---- DATA SHOWN

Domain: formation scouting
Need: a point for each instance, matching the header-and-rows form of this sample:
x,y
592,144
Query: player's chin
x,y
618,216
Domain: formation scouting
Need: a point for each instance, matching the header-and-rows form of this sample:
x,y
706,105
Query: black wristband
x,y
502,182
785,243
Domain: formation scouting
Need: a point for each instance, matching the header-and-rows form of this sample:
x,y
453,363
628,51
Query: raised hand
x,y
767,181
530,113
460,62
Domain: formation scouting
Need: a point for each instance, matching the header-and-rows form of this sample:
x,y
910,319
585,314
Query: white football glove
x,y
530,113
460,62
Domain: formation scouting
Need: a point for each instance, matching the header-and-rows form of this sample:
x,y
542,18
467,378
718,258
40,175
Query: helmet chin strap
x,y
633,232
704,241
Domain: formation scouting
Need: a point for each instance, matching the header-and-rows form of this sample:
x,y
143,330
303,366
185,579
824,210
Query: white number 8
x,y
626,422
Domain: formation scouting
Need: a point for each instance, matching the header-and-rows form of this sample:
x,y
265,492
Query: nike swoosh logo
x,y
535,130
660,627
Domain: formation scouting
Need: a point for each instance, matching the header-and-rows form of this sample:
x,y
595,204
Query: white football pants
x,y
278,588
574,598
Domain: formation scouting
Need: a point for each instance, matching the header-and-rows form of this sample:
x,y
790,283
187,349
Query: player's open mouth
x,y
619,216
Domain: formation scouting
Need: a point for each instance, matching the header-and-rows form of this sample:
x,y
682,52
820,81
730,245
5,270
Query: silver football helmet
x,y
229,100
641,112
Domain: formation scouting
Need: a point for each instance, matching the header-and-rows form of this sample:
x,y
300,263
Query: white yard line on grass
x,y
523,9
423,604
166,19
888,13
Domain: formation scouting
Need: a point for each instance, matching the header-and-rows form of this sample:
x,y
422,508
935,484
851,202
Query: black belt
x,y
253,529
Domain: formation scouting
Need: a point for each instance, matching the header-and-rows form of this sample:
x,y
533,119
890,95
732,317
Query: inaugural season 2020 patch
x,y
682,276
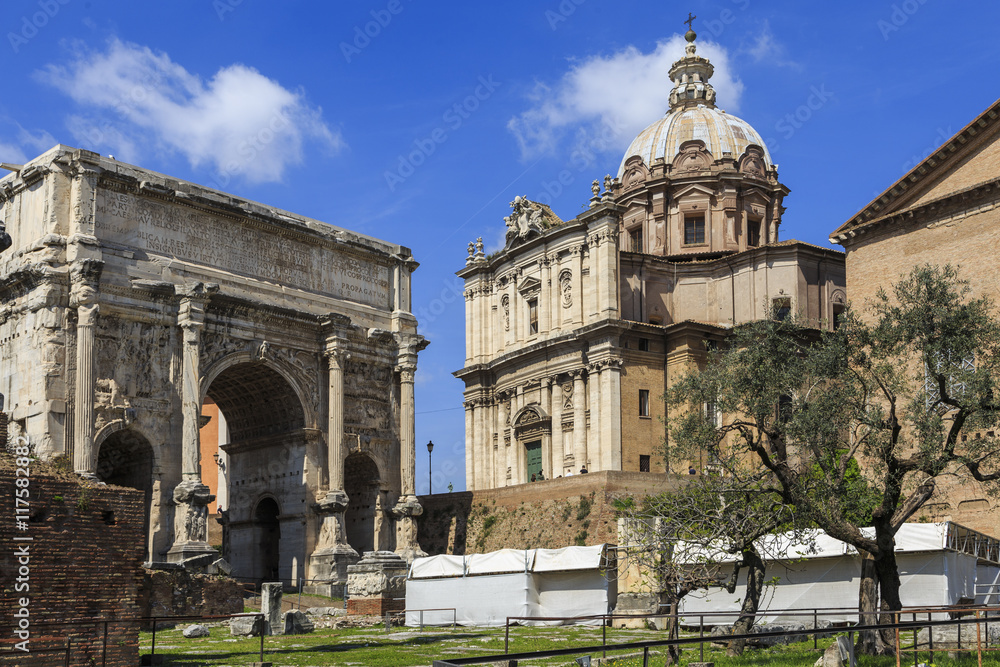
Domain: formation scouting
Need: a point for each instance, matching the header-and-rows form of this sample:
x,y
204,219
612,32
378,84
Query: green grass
x,y
406,647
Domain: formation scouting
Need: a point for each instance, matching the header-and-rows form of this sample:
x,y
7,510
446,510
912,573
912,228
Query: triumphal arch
x,y
130,299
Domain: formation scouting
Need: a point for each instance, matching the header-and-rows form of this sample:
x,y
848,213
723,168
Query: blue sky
x,y
418,121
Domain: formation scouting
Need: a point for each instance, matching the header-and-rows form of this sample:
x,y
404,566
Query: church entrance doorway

--------

WHAT IS NEEDED →
The complete material, set down exactly and stripped of pictures, is the expected response.

TASK SOLUTION →
Domain: formation scouting
Need: a point for each instance, matching the header-and-rows form of this sample:
x,y
592,144
Query: player's chin
x,y
618,216
Domain: formation scouting
Need: a point for each instance, matching the header-and-rows form of this sample:
x,y
706,105
Query: black wristband
x,y
502,182
785,243
Domain: formation scouting
Need: a point for each instance, matching the header-and-rows form of this sample:
x,y
453,363
628,51
Query: raised hand
x,y
767,181
530,113
460,62
Domain: formation scouting
Need: a point for each instance, matching the header-and-rows form of this sample:
x,y
910,319
585,314
Query: white football glove
x,y
530,113
460,62
Domain: formation scouting
Need: a point for each instance, matching the header-and-rows form of this sample:
x,y
542,18
467,378
718,258
40,175
Query: helmet chin strap
x,y
633,232
704,241
Domain: formation scouting
Need: a point for each instance, matching the header-and-rows form of this sample:
x,y
143,330
303,366
185,579
824,210
Query: white number 8
x,y
626,422
Domain: formation scouting
Need: a point for each instance, matching the header-and-rows form of this sample:
x,y
265,492
Query: nike swoosh logo
x,y
535,130
660,627
Domain: formation scouting
Need: a point for each instance, matching the header-and-rows form of this sample:
x,y
595,204
Query: white football pants
x,y
278,588
574,598
Domain: formation scouting
Need: a point for each instance, matching the header-and-rows form of this sample:
x,y
790,283
187,349
Query: player's open mouth
x,y
619,216
Domain: formation scouting
Need: a point for each instance, matching the header-and-rows form of this sample:
x,y
682,52
820,81
730,245
5,270
Query: silver football helmet
x,y
229,100
641,112
Domain: formation scouting
Need: a point for each instance, matching the header-and-rows form of this sample:
x,y
300,263
Query: white yard line on grass
x,y
523,9
423,604
166,19
888,13
Domain: formation scouting
Need: a point for each instance, matching the header-and-rows form of this sample:
x,y
422,508
935,484
851,202
Query: black belt
x,y
253,529
Domain: formation scouting
Need: a point for each instance, matching the header-and-rows form of this sample:
x,y
533,119
890,95
732,317
Query: inaugural season 2020 patch
x,y
682,276
Domain: formation scouting
Need: a point for each instance, matching the header-and-rows form of this sample:
x,y
204,219
612,32
378,84
Query: green grass
x,y
406,647
Domain: formation scouting
Need: a point for each instance, matching the header-and-rows form of this sample:
x,y
7,510
446,510
912,573
912,228
Query: triumphal arch
x,y
130,299
Domain: formation scouting
Need: a point for each instance, matching the header-and-rows form of this sample:
x,y
848,213
723,168
Query: blue sky
x,y
418,121
Domain: formation scouting
Need: a point for each instance, matching the header-and-rows form of this sample:
x,y
404,566
Query: church entrance doorway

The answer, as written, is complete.